Exercise objective:
Rewrite the lines of data from the one containing "line, e.g. [98,196]" through the end of the data, swapping "child's" for "toddler's" and keeping everything else the same. Return only those lines.

Supplied entries:
==========
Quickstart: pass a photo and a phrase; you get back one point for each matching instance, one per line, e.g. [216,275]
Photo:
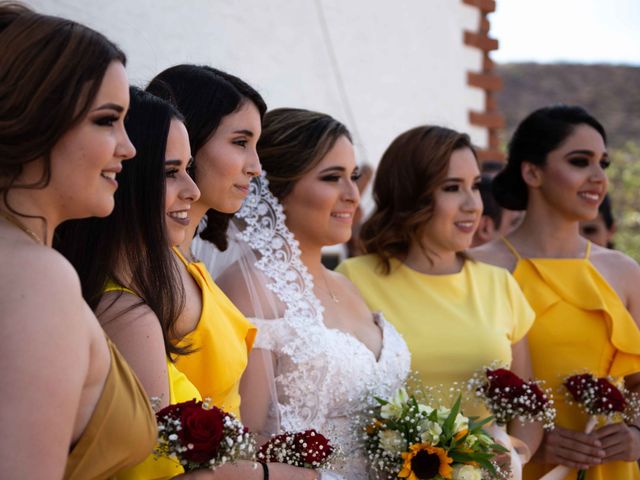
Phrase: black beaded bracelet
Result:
[265,471]
[633,425]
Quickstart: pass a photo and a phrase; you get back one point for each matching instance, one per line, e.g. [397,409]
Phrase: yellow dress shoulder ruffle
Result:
[221,341]
[581,326]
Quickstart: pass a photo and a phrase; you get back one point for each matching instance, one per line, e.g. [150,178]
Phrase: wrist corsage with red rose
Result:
[507,397]
[202,436]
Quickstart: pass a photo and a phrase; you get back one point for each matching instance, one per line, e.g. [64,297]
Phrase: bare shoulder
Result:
[606,258]
[135,329]
[621,272]
[39,283]
[346,285]
[355,302]
[494,253]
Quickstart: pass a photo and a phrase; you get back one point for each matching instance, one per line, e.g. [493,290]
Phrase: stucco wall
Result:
[379,66]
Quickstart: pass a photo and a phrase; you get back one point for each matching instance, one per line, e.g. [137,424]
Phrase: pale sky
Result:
[578,31]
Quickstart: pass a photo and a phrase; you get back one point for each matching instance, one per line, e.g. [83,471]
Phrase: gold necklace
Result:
[333,296]
[14,220]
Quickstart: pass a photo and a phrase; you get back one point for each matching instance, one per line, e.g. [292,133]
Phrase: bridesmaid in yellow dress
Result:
[457,315]
[71,407]
[223,116]
[585,296]
[140,306]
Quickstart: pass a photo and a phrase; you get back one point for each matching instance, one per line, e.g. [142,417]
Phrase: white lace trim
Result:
[266,233]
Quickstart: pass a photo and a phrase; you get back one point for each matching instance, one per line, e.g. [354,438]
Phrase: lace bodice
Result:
[332,388]
[324,378]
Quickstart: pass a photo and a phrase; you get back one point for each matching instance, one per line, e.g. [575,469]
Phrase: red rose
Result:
[503,384]
[313,447]
[579,386]
[201,429]
[609,398]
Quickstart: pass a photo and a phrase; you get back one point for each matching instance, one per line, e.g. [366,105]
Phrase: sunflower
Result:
[424,461]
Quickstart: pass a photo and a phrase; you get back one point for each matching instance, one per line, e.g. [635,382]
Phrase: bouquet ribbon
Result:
[519,450]
[561,471]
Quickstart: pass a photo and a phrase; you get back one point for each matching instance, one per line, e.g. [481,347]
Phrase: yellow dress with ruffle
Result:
[180,390]
[581,326]
[453,324]
[221,342]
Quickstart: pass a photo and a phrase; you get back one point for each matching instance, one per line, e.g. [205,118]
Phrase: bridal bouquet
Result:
[202,436]
[507,396]
[308,449]
[408,439]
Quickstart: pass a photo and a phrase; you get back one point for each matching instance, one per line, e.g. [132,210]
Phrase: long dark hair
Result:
[205,96]
[410,171]
[538,134]
[50,72]
[134,235]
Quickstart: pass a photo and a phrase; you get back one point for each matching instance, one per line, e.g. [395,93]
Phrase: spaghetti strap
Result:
[588,252]
[180,256]
[511,248]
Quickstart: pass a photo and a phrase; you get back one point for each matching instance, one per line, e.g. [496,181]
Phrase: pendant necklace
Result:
[326,284]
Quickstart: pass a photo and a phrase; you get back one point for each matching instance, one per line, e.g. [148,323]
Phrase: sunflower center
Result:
[425,465]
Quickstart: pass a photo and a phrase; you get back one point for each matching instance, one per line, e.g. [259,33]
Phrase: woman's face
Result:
[321,206]
[86,159]
[457,207]
[573,180]
[181,191]
[225,164]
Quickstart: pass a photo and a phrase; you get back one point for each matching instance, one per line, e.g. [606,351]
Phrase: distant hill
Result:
[610,92]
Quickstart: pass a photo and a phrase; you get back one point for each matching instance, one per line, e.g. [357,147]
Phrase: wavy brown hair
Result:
[51,70]
[293,142]
[410,171]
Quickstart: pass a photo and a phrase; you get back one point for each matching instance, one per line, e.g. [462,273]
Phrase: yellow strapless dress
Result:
[222,341]
[581,326]
[121,431]
[180,390]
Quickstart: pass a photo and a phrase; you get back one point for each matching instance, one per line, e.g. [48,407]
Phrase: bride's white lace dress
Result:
[324,378]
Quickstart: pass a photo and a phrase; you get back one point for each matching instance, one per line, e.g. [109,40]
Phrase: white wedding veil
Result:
[263,275]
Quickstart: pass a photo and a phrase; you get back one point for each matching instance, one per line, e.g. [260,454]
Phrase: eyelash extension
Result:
[106,121]
[330,178]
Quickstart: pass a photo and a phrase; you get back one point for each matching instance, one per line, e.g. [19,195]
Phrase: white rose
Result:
[460,423]
[443,413]
[431,432]
[392,441]
[470,441]
[425,409]
[393,409]
[466,472]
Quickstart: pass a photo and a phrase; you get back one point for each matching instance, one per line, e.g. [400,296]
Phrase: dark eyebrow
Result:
[333,169]
[584,152]
[461,180]
[110,106]
[244,131]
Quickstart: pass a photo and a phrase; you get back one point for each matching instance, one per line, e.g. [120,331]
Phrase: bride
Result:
[320,355]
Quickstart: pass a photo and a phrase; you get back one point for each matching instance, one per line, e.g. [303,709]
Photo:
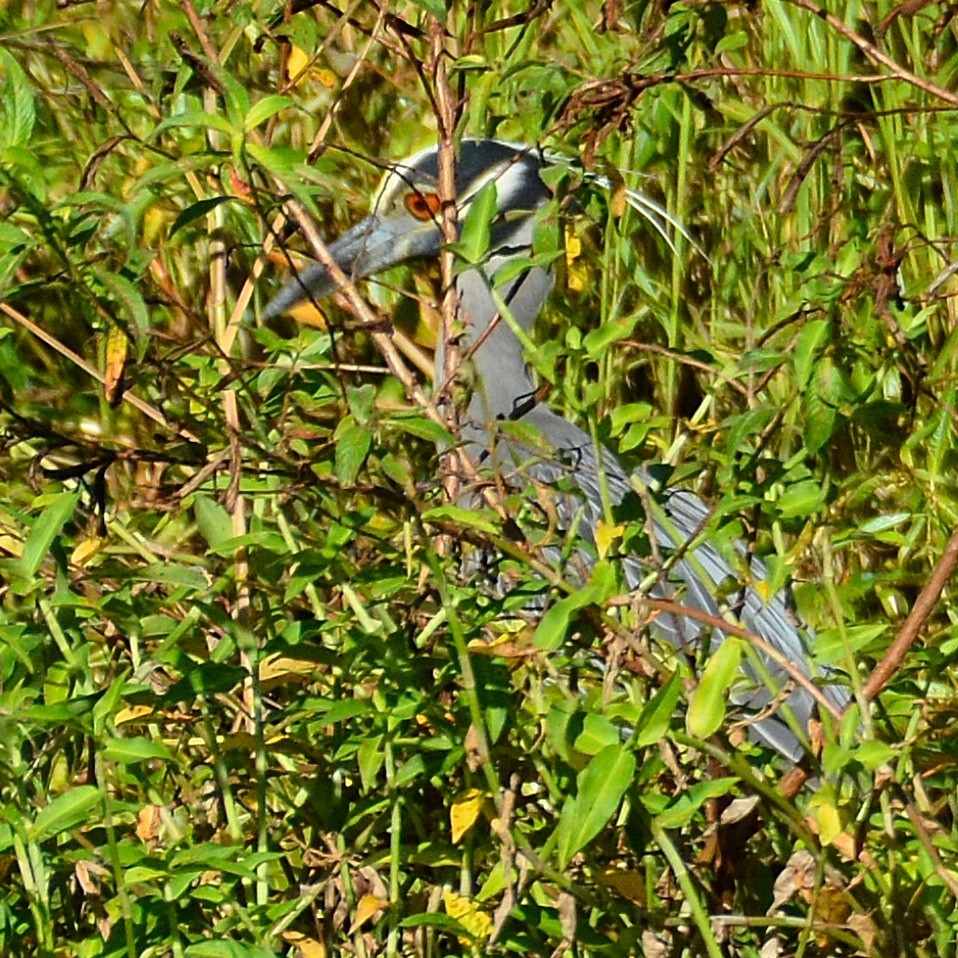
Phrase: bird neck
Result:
[501,381]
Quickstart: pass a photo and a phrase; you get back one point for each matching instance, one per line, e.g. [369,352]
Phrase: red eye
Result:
[424,206]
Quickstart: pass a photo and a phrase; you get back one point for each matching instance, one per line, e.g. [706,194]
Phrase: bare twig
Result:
[912,626]
[876,54]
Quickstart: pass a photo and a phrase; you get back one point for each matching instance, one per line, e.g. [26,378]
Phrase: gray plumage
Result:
[502,406]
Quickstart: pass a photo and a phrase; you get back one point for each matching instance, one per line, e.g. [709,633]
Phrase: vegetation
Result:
[250,703]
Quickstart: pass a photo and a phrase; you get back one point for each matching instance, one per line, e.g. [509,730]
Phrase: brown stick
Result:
[876,54]
[911,627]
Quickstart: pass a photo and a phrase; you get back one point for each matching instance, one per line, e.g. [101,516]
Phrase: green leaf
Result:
[657,715]
[17,107]
[129,751]
[600,787]
[44,532]
[707,705]
[476,231]
[198,119]
[802,499]
[352,446]
[554,625]
[483,519]
[198,210]
[680,811]
[66,811]
[807,345]
[122,291]
[264,109]
[424,429]
[210,678]
[216,524]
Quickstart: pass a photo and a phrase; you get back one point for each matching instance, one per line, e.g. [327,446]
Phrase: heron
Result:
[507,428]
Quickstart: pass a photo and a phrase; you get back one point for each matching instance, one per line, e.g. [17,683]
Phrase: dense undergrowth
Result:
[249,704]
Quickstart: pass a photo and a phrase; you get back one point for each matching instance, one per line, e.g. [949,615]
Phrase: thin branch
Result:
[918,616]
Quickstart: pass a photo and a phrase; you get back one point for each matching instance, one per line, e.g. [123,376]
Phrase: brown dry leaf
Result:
[468,914]
[88,877]
[305,947]
[798,877]
[367,907]
[738,809]
[133,713]
[474,756]
[148,821]
[629,884]
[86,549]
[117,356]
[866,929]
[465,811]
[279,669]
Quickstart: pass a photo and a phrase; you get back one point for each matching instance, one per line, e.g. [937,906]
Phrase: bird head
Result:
[407,213]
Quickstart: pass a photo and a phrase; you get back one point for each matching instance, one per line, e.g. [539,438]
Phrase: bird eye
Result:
[424,206]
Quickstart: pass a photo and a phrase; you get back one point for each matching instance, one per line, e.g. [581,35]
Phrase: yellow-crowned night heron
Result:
[404,225]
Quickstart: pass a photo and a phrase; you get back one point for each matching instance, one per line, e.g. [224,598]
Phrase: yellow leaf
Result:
[605,537]
[629,884]
[297,62]
[306,947]
[468,914]
[828,819]
[368,906]
[278,669]
[466,809]
[117,354]
[132,714]
[86,550]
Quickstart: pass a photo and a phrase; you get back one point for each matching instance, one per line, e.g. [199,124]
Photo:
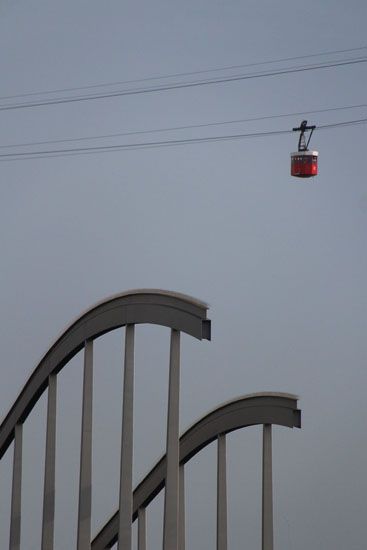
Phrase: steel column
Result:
[16,491]
[222,494]
[142,529]
[181,519]
[171,500]
[126,467]
[267,491]
[85,480]
[49,480]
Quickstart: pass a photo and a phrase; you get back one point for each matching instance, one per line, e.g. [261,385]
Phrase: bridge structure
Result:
[179,313]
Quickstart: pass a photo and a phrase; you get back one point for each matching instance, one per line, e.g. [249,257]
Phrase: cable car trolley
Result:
[304,162]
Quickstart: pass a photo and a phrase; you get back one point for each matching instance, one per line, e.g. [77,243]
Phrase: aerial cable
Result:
[183,74]
[156,144]
[178,128]
[182,85]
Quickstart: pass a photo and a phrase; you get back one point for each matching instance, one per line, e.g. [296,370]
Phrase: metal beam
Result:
[49,480]
[171,500]
[267,491]
[126,467]
[142,529]
[16,491]
[85,480]
[181,519]
[222,494]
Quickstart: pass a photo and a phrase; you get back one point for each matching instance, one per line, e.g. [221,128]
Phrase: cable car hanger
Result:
[302,145]
[304,162]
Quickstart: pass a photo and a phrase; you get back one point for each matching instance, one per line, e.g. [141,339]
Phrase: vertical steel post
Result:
[85,480]
[171,498]
[126,466]
[142,529]
[181,519]
[16,491]
[267,491]
[222,494]
[49,479]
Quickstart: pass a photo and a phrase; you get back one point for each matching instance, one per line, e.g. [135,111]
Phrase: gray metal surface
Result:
[171,497]
[85,474]
[181,510]
[126,468]
[267,490]
[49,480]
[142,529]
[160,307]
[271,408]
[222,493]
[16,490]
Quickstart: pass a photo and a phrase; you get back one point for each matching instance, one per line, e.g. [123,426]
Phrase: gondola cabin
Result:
[304,164]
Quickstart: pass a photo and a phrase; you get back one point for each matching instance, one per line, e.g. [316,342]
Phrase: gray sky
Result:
[281,261]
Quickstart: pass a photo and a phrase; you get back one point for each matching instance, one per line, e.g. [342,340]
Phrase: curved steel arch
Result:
[170,309]
[249,410]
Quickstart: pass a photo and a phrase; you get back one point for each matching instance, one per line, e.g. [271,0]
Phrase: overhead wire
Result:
[179,128]
[166,143]
[184,74]
[182,85]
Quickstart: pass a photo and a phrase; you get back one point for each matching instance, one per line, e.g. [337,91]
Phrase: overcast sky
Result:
[281,261]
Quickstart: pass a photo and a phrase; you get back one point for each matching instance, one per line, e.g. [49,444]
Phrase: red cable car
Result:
[304,162]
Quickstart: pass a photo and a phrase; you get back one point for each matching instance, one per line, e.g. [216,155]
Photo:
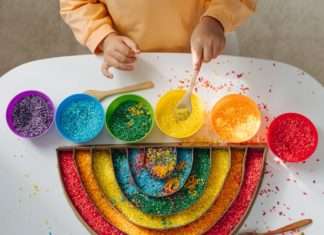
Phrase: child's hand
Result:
[119,52]
[207,41]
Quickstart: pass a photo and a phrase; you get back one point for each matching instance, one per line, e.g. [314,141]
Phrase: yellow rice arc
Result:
[97,174]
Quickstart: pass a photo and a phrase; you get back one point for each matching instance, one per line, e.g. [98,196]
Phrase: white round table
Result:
[32,198]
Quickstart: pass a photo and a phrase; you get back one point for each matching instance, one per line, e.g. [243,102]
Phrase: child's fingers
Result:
[122,58]
[131,44]
[218,48]
[124,50]
[105,70]
[197,55]
[118,65]
[208,53]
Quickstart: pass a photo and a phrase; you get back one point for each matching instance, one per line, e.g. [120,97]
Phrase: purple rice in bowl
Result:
[30,114]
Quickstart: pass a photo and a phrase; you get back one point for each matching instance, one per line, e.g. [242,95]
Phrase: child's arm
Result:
==========
Correct answer:
Quickstart: pass a photo and a phrase; you get back one point for each matching instance, one per line, e.g. [98,196]
Phrase: white round table
Result:
[32,198]
Quickstart: pass a photo and a phrase; you get back one point for each matching instance, one per line, e.g. [243,102]
Phrase: toddler's fingers
Result:
[122,58]
[131,44]
[218,48]
[124,50]
[105,70]
[197,55]
[118,65]
[208,53]
Quickstart: pass a photo and a phrase; you get back one point for each matching instance, one per line, e.g. [120,97]
Phrase: purple rice in bowl
Result:
[30,114]
Quickstart: pass a photo and a phrase; you get back one point for each matching instance, one per line, e.g. [242,95]
Phrase: toddler's arm
Result:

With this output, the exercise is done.